WORK INSTRUCTIONS — Can you reproduce only the lines of data starting at the one containing "form [(220, 55)]." and ending at the one containing "[(173, 238)]", requests included, multiplying each coordinate in the answers by 0.65 and rounding to whole numbers with halves going up? Leave the requests and their format samples unchanged.
>> Begin EXCERPTED DATA
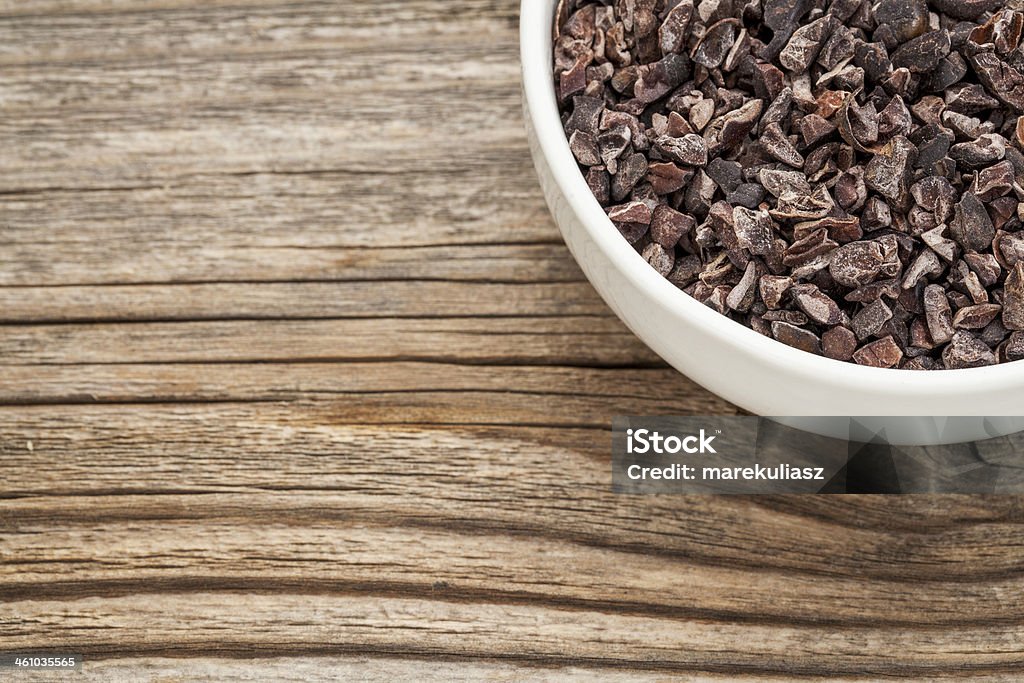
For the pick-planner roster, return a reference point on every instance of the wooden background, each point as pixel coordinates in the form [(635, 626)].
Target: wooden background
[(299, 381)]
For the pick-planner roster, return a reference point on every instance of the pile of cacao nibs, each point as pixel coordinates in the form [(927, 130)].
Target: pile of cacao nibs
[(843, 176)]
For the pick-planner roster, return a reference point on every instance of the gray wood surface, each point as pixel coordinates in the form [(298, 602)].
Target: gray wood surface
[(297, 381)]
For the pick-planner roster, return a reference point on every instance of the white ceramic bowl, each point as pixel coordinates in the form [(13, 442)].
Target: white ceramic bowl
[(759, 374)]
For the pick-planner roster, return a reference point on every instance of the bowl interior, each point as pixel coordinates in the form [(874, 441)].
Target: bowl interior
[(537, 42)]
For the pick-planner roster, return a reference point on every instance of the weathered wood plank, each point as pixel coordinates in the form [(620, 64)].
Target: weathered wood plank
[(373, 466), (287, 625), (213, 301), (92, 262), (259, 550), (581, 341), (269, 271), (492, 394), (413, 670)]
>> End EXCERPTED DATA
>> Begin EXCERPTED DATA
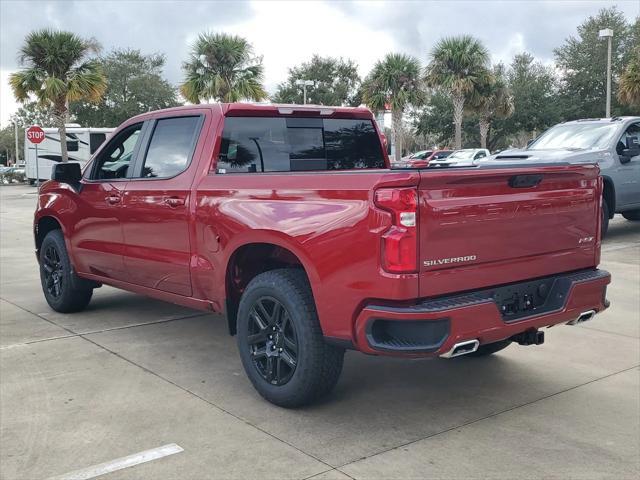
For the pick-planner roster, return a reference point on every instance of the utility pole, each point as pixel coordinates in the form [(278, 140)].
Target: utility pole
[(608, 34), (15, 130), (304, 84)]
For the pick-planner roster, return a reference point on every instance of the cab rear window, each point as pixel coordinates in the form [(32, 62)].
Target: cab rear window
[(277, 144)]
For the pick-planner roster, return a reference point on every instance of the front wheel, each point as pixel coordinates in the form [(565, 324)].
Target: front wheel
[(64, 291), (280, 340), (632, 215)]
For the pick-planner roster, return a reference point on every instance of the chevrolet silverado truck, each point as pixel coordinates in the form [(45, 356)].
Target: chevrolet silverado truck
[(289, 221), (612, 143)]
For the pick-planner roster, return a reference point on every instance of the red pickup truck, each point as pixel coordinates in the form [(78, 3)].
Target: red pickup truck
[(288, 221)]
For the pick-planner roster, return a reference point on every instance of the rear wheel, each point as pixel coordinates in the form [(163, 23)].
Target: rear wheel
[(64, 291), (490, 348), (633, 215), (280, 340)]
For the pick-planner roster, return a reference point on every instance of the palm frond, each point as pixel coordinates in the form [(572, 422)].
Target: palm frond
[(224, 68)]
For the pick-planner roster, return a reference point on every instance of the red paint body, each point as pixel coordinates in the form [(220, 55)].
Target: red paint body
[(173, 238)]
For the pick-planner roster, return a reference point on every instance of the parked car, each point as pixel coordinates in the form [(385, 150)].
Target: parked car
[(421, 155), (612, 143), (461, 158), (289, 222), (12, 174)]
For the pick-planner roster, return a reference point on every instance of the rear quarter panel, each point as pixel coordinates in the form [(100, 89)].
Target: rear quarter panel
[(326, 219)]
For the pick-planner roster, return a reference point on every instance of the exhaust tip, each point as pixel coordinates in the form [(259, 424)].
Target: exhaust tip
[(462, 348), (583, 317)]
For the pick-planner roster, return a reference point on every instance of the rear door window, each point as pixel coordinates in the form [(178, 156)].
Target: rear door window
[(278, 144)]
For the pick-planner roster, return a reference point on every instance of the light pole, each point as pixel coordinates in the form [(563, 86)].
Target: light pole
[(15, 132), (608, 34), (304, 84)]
>> End EXCERPTED DATA
SOLUTION FOR THIS EXERCISE —
For the pick-planner roster, return a reference point on every instance of the red paint body, each point as pixel coordinates in the form [(220, 55)].
Target: red paint body
[(112, 155)]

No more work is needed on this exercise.